**WHAT THE TASK REQUIRES:** Copy out the text on the Battle of the Litani River word for word, in full.

**EXCERPT TO READ:**
"""

Battle of World War II

The Battle of the Litani River (9 June 1941) took place on the advance to Beirut during the Syria-Lebanon campaign of the Second World War. The Australian 7th Division, commanded by Major-General John Lavarack, crossed the Litani River and later clashed with Vichy French troops.

==Battle==
On 7 June 1941, the night before the invasion, a unit under the command of British Lieutenant General Sir Henry Maitland Wilson, which included Palmach fighters from Mandate Palestine, among them Moshe Dayan, crossed the border and secured two bridges over the Litani River. At 04:00 on the morning of 8 June, the unit captured a nearby Vichy police station. Defending that position, Dayan was struck by a French sniper bullet and lost his left eye.

During the first hour of 8 June 1941, as part of Operation Exporter, Australian forces in northern Palestine crossed the border into the French Mandate territory of southern Lebanon. Initial resistance from Vichy French forces south of the Litani River was scattered and generally disorganised.

"""

**EXCERPTED DATA:**
"""

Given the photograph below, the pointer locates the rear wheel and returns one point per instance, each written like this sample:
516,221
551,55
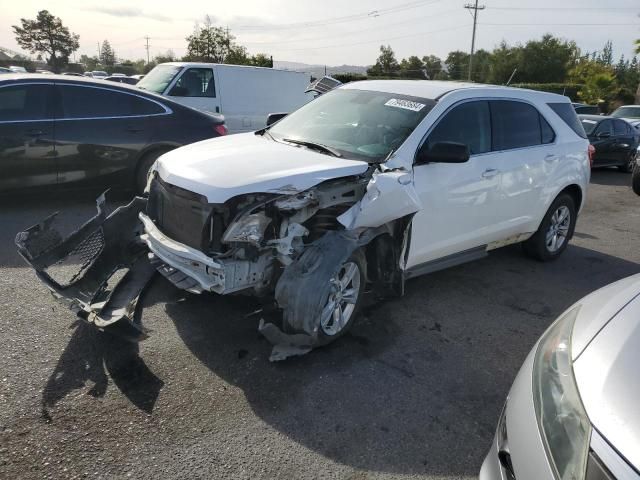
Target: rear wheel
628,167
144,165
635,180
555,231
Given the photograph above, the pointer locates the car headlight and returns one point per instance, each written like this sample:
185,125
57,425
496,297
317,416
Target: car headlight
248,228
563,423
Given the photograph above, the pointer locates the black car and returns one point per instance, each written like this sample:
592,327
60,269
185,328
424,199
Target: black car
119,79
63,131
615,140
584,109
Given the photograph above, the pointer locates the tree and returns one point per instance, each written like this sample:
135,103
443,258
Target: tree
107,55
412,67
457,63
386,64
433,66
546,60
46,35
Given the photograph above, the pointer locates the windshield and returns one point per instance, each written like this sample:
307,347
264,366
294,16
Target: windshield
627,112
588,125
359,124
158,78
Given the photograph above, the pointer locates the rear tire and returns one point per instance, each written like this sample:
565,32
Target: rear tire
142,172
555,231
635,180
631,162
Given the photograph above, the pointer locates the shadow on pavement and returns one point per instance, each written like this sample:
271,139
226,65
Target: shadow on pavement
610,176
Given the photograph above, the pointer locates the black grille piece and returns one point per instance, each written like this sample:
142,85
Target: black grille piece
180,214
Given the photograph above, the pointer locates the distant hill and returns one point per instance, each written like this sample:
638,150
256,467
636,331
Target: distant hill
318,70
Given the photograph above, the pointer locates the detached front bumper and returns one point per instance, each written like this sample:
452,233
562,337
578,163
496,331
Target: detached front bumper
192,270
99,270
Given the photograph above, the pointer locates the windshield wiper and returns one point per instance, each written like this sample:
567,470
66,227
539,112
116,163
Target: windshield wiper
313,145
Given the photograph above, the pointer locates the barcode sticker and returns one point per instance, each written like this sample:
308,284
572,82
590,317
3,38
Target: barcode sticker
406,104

"""
"""

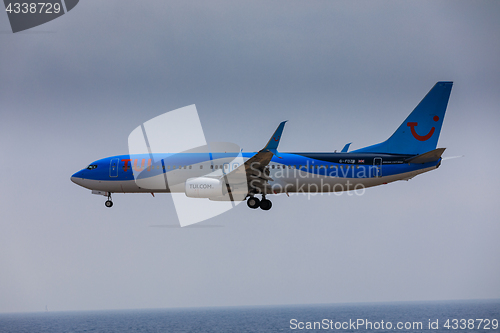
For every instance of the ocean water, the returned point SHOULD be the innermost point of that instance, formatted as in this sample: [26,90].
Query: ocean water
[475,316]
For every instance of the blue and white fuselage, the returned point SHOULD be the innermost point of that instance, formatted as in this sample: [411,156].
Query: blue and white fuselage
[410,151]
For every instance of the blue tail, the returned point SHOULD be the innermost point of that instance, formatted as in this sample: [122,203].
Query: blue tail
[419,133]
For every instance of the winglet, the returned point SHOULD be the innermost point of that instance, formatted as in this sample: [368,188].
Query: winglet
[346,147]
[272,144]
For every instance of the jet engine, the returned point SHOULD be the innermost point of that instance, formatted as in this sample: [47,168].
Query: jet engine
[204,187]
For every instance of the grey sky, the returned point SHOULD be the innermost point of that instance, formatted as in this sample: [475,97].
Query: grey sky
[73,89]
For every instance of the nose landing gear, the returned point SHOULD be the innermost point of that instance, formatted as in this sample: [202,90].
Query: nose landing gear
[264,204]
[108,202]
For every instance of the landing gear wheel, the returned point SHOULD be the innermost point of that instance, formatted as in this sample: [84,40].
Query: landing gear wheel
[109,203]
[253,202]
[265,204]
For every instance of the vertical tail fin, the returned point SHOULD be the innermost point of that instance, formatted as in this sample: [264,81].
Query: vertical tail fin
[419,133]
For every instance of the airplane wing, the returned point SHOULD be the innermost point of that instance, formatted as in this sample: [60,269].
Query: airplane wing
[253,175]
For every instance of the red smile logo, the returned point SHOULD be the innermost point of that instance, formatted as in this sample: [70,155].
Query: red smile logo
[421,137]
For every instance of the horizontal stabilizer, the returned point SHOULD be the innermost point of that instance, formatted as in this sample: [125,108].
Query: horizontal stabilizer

"""
"""

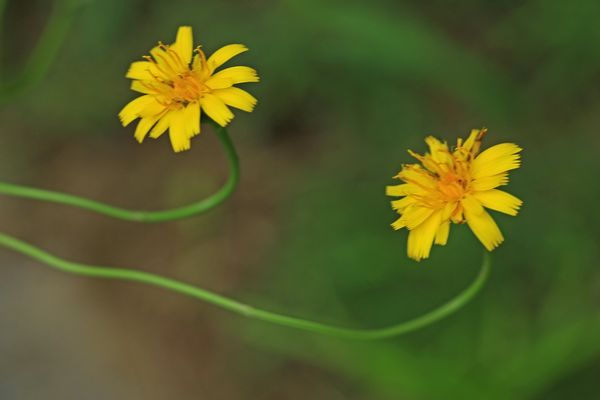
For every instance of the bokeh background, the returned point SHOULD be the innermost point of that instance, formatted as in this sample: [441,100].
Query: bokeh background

"""

**REPLY:**
Battle of World War II

The Battle of the Litani River (9 June 1941) took place on the advance to Beirut during the Syria-Lebanon campaign of the Second World War. The Australian 7th Division, commanded by Major-General John Lavarack, crossed the Litani River and later clashed with Vichy French troops.

==Battle==
On 7 June 1941, the night before the invasion, a unit under the command of British Lieutenant General Sir Henry Maitland Wilson, which included Palmach fighters from Mandate Palestine, among them Moshe Dayan, crossed the border and secured two bridges over the Litani River. At 04:00 on the morning of 8 June, the unit captured a nearby Vichy police station. Defending that position, Dayan was struck by a French sniper bullet and lost his left eye.

During the first hour of 8 June 1941, as part of Operation Exporter, Australian forces in northern Palestine crossed the border into the French Mandate territory of southern Lebanon. Initial resistance from Vichy French forces south of the Litani River was scattered and generally disorganised.